▶ _Assigned task_: Continue the guide to making insurance claims in Kenya from the point where it stops.

This article explains how to successfully make an insurance claim in Kenya—step by step—for motor, health, and property policies. Follow these tips to avoid costly mistakes and ensure your insurer pays out when you need it most.


1. General Steps for Any Insurance Claim

Regardless of the policy type, these steps apply across the board:

  1. Report immediately – Notify your insurer within 24–48 hours.

  2. Gather documents – Police abstract (for accidents), medical reports, receipts, claim forms.

  3. Submit the claim – Fill in the insurer’s official form and attach evidence.

  4. Inspection/Assessment – The insurer may send an assessor to verify damages.

  5. Approval or rejection – The insurer communicates their decision.

  6. Compensation or settlement – If approved, you get paid or repairs covered.

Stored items

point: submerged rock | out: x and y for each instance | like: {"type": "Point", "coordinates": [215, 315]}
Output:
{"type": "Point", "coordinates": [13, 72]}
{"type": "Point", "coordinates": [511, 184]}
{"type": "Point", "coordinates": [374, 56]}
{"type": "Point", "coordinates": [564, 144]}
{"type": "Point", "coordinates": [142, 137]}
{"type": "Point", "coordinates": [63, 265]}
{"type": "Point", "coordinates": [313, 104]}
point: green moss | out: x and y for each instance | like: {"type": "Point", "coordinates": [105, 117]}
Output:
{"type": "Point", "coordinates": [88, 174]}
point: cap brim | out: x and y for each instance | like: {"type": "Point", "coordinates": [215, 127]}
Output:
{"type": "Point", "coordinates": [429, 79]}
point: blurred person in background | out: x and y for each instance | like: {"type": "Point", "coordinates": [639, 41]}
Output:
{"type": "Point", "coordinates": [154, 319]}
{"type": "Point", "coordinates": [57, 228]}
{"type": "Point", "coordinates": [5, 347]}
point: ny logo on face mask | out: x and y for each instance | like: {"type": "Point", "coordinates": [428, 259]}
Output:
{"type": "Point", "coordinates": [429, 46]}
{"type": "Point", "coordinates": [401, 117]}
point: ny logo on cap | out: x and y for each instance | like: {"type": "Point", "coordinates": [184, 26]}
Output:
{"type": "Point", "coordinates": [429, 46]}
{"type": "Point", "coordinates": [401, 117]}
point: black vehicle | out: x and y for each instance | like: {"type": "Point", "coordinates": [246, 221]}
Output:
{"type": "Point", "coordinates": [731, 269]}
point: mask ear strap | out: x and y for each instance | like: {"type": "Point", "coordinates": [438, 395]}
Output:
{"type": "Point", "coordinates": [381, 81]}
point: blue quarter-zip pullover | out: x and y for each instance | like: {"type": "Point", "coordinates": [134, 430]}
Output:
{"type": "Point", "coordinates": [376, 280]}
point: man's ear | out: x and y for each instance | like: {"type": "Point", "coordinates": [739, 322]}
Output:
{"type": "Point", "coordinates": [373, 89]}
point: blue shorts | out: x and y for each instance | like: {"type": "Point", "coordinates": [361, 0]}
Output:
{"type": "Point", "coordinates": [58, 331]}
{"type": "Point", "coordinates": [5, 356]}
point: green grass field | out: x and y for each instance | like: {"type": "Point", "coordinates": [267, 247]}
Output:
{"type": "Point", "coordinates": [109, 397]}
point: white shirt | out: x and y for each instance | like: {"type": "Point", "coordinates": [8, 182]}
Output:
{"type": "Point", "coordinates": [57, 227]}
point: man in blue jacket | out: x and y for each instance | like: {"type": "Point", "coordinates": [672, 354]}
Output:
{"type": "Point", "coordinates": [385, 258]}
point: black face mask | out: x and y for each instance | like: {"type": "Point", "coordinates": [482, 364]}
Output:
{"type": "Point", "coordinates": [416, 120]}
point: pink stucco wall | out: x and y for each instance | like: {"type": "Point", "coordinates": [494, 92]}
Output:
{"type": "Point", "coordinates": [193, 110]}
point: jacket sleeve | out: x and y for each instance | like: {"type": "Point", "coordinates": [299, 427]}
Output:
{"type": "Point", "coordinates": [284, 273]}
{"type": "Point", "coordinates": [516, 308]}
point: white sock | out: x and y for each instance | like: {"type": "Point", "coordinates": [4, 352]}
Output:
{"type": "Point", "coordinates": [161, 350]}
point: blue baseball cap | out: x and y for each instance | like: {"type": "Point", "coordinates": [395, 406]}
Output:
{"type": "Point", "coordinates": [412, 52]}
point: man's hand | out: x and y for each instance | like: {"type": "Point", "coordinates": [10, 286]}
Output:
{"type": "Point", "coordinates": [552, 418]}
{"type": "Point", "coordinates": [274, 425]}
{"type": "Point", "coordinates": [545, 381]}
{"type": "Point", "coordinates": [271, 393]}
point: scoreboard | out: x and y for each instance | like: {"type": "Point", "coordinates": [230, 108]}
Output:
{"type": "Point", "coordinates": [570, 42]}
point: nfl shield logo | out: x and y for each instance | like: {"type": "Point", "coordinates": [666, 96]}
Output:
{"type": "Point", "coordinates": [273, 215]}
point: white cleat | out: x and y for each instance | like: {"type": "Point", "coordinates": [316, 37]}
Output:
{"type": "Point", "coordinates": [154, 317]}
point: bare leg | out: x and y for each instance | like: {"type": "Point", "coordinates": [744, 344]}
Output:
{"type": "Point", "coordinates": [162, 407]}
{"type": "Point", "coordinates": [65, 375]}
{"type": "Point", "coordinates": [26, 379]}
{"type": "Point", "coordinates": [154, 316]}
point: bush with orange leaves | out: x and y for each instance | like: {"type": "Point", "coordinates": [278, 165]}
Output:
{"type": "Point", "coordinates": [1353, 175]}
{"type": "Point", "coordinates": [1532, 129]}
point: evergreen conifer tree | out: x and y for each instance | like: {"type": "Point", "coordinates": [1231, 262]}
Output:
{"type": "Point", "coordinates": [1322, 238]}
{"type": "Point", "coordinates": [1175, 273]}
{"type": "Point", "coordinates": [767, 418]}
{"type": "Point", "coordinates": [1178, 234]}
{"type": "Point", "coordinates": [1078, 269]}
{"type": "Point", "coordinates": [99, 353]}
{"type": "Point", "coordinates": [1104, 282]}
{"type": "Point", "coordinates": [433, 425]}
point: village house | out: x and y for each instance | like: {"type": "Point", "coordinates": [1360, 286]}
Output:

▶ _Exercise output_:
2. How to File a Motor Insurance Claim

If you’re involved in an accident:

  • Report to the nearest police station and obtain an abstract.

  • Take photos/videos of the accident scene and damages.

  • Inform your insurer within 24 hours.

  • Provide: copy of driver’s license, logbook, claim form, police abstract, and photos.

  • Cooperate with the assessor for inspection of the vehicle.

💡 Tip: Never repair your car before assessment—your claim may be rejected.


3. How to File a Health Insurance Claim

When using health cover (NHIF or private):

  • Visit an approved hospital within your insurer’s network.

  • Present your insurance card or policy details at reception.

  • Fill in treatment/claim forms provided by the hospital.

  • For reimbursement claims: submit original receipts, medical reports, and prescriptions to your insurer.

👉 Always confirm whether your treatment requires pre-authorization (common for surgeries and admissions).


4. How to File a Property Insurance Claim

For theft, fire, or other insured risks:

  • Report to the police and obtain an OB number.

  • Notify your insurer within 24 hours.

  • Provide a list of damaged/stolen items with receipts if possible.

  • Allow inspection by the insurer’s loss adjuster.

  • Submit completed claim forms with supporting evidence.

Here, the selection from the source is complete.